*Énoncé de l'exercice 1*:
Recopiez fidèlement un passage de l'entretien, en commençant aux mots « Pouvez-vous nous parler » et en vous arrêtant après « peut pas généraliser. ».
*Énoncé de l'exercice 2*:
Relevez chaque ligne des enregistrements qui contient la chaîne « wooden », en respectant la casse.

*Extrait*:
◇ ◇ ◇ ◇

Avez-vous toujours été intéressée par le design et l’architecture?

J’ai toujours aimé peindre et dessiner et ce, dès l’école primaire. Plus jeune, je consacrais tout mon temps libre à des activités artistiques. Plus tard, au lycée, je suis allée aux Etats-Unis dans le cadre d’un programme d’échange. Là, grâce à mon professeur d’éducation artistique, j’ai découvert que j’avais un certain talent. Cette femme m’a encouragée à me présenter à des concours artistiques et elle m’a aidée à me rapprocher de l’art en général. C’est à cette époque que j’ai commencé à envisager de faire des études d’architecture.

Quelles ont été vos premières influences dans cette discipline?

J’ai grandi dans un petit village situé dans le nord de la Slovaquie. Du coup, je me sens très proche de la nature, des matériaux naturels et je valorise énormément le travail artisanal. J’aime travailler la pierre et le bois naturel, que je marie avec des matériaux de construction plus contemporains.

Pouvez-vous nous parler de votre expérience du métier en tant que femme?

Quand on travaille avec des clients émotionnellement très attachés à un projet, il faut impérativement leur accorder du temps, de l’attention. Vous devez nécessairement apprendre à écouter. C’est le seul moyen de comprendre véritablement leurs besoins et leurs envies. J’aime penser que je suis assez douée pour ça. C’est peut-être lié au fait que je suis une femme, même si on ne peut pas généraliser.

Quels sont les défis particuliers auxquels vous avez été confrontée?

Réussir à être à la fois architecte et mère de deux enfants.

« Les femmes architectes — tout comme les femmes qui travaillent dans d’autres domaines — sont confrontées à un défi de taille, qui est de réussir à être de bonnes mères tout en assurant leur réussite professionnelle. C’est possible, mais cela demande beaucoup d’autodiscipline et une bonne gestion du temps. »

◇ ◇ ◇ ◇

*Données de l'exercice*:
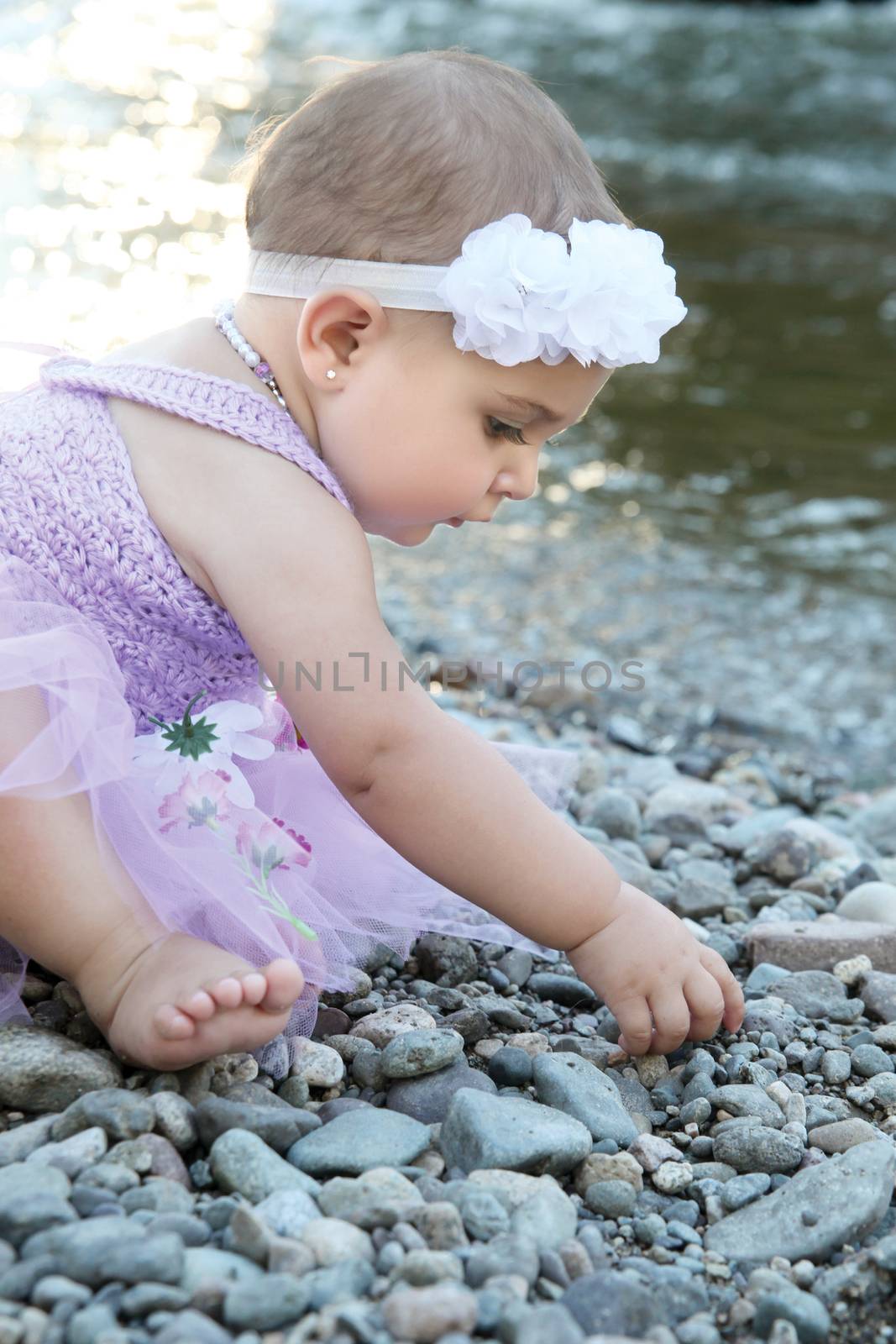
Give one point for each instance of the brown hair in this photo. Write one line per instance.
(399, 159)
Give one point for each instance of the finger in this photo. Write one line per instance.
(636, 1026)
(672, 1019)
(735, 1005)
(705, 1001)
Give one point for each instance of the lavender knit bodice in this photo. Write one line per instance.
(70, 507)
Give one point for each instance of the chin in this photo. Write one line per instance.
(410, 534)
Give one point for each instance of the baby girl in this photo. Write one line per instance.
(438, 281)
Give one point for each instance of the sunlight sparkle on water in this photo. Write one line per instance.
(136, 226)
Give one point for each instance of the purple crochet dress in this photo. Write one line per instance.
(230, 830)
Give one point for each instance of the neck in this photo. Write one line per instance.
(271, 333)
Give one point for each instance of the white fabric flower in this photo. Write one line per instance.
(517, 293)
(231, 722)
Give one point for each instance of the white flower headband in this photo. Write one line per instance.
(516, 292)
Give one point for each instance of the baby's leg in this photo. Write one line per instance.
(161, 999)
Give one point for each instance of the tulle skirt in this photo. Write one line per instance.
(221, 820)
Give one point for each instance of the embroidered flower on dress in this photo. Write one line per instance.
(188, 748)
(197, 801)
(517, 293)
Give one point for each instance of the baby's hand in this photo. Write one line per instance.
(644, 961)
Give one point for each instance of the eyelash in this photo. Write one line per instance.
(506, 430)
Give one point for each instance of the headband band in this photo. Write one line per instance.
(516, 292)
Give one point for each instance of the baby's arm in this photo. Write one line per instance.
(301, 588)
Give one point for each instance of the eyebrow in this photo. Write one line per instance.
(537, 409)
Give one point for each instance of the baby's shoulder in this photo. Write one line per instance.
(199, 481)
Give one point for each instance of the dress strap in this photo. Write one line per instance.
(206, 398)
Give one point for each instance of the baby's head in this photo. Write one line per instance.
(398, 161)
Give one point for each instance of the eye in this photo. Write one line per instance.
(512, 432)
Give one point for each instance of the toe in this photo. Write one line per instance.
(228, 992)
(254, 988)
(172, 1025)
(199, 1005)
(285, 983)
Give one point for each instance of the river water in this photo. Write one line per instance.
(725, 517)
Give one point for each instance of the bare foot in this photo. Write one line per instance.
(167, 1000)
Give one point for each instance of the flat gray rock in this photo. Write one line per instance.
(42, 1070)
(427, 1099)
(358, 1140)
(244, 1163)
(508, 1132)
(747, 1100)
(578, 1088)
(815, 1213)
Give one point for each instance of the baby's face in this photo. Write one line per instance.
(422, 432)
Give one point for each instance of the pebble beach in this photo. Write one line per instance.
(464, 1152)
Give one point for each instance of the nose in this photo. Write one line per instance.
(519, 484)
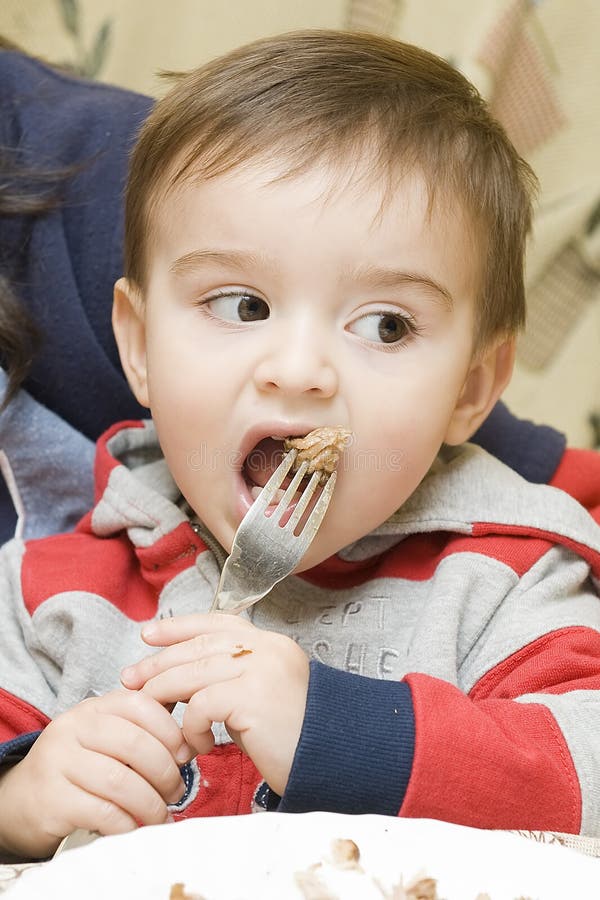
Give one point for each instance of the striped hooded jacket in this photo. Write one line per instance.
(455, 651)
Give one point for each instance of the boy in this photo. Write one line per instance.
(322, 229)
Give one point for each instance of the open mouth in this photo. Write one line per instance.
(260, 464)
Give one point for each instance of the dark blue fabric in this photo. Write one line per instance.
(356, 748)
(66, 262)
(13, 751)
(534, 451)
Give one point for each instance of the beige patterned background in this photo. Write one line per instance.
(537, 62)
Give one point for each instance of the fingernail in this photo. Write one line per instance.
(184, 754)
(127, 674)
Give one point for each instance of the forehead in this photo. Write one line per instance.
(360, 199)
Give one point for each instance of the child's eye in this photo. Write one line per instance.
(242, 307)
(383, 327)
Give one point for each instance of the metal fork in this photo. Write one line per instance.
(264, 552)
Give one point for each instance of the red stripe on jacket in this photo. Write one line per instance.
(128, 578)
(417, 557)
(487, 761)
(18, 717)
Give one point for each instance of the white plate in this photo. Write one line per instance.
(256, 856)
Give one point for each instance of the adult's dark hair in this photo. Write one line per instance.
(27, 194)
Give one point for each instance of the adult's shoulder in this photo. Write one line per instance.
(47, 109)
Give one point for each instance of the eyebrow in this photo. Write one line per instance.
(373, 276)
(197, 259)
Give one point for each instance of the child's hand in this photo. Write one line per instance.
(229, 671)
(106, 764)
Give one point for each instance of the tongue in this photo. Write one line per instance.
(262, 461)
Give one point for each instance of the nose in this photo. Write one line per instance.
(297, 365)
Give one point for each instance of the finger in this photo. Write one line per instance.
(131, 746)
(215, 703)
(198, 647)
(181, 682)
(90, 811)
(175, 629)
(110, 780)
(144, 711)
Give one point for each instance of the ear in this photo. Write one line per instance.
(129, 326)
(488, 375)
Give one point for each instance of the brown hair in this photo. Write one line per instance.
(339, 97)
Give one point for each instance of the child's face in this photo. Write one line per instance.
(273, 308)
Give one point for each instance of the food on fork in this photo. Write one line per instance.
(321, 448)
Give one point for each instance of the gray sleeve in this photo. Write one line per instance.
(20, 675)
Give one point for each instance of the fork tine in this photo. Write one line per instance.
(303, 501)
(290, 491)
(316, 516)
(274, 483)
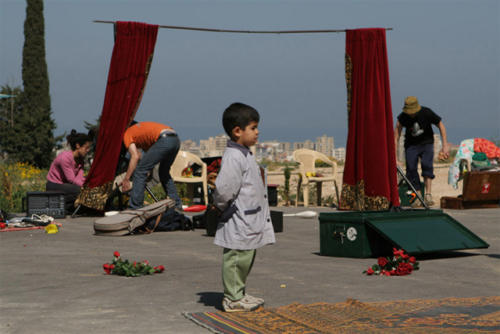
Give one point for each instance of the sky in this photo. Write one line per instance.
(445, 52)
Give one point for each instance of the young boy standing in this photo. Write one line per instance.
(241, 196)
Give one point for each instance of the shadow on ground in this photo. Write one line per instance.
(211, 298)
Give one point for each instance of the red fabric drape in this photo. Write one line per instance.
(132, 55)
(370, 180)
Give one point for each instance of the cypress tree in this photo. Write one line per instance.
(34, 125)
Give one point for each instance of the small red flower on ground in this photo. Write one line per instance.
(382, 261)
(399, 264)
(106, 268)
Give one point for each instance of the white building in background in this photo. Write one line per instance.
(309, 145)
(187, 145)
(213, 146)
(325, 145)
(339, 154)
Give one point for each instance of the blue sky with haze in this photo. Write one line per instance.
(445, 52)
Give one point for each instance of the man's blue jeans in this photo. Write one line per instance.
(164, 152)
(426, 154)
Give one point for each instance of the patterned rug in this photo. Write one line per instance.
(451, 315)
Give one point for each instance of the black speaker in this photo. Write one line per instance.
(48, 203)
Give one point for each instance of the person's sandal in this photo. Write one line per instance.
(257, 300)
(242, 305)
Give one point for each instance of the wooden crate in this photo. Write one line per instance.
(480, 190)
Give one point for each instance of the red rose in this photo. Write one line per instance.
(382, 261)
(106, 268)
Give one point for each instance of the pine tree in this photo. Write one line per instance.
(10, 109)
(34, 125)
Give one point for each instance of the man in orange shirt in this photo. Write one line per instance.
(159, 144)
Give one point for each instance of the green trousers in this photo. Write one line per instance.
(236, 266)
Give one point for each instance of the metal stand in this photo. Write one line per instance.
(412, 187)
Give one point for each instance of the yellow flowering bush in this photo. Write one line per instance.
(16, 179)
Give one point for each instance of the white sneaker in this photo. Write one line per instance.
(257, 300)
(428, 200)
(242, 305)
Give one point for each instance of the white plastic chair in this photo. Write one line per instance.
(183, 160)
(307, 170)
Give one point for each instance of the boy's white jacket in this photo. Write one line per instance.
(242, 196)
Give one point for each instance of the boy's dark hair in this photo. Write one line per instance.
(238, 114)
(77, 138)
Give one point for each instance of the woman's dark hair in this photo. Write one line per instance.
(238, 114)
(77, 138)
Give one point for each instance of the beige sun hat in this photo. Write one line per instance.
(411, 105)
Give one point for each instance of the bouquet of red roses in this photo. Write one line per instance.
(125, 268)
(399, 264)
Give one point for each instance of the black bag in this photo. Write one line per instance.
(170, 220)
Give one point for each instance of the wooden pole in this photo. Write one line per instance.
(246, 31)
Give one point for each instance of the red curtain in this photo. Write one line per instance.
(370, 180)
(129, 68)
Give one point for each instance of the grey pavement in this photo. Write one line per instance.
(55, 283)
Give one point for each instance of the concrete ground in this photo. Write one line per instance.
(55, 283)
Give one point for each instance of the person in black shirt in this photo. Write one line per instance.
(419, 143)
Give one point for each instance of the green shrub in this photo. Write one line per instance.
(16, 179)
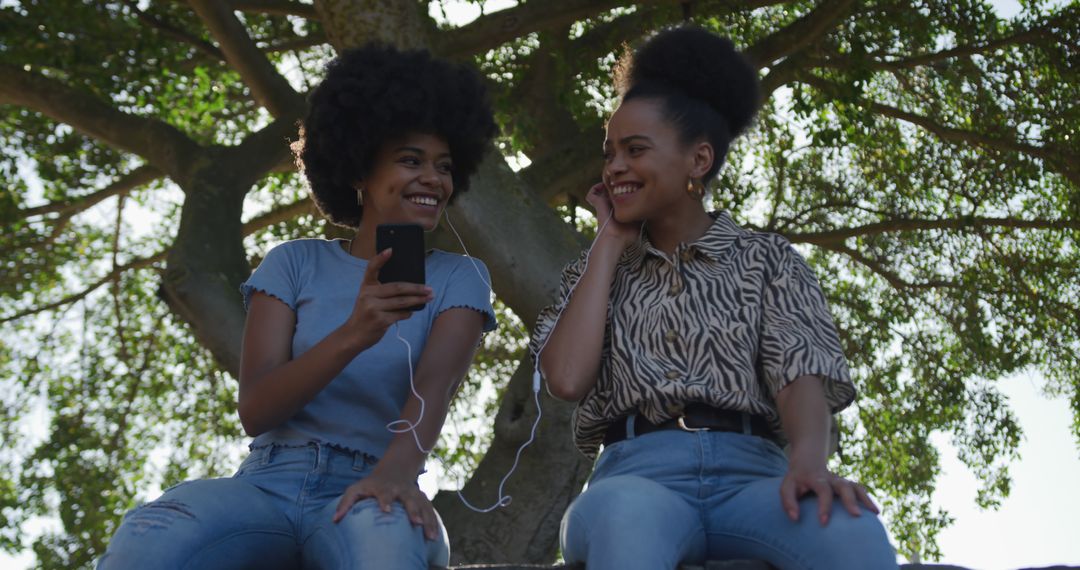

◇ ◇ ◇ ◇

*Réponse rédigée 1*:
Pouvez-vous nous parler de votre expérience du métier en tant que femme?

Quand on travaille avec des clients émotionnellement très attachés à un projet, il faut impérativement leur accorder du temps, de l’attention. Vous devez nécessairement apprendre à écouter. C’est le seul moyen de comprendre véritablement leurs besoins et leurs envies. J’aime penser que je suis assez douée pour ça. C’est peut-être lié au fait que je suis une femme, même si on ne peut pas généraliser.

*Réponse rédigée 2*:
Give one point for each instance of the wooden crate in this photo. Write one line per instance.
Give one point for each instance of the wooden pole in this photo. Write one line per instance.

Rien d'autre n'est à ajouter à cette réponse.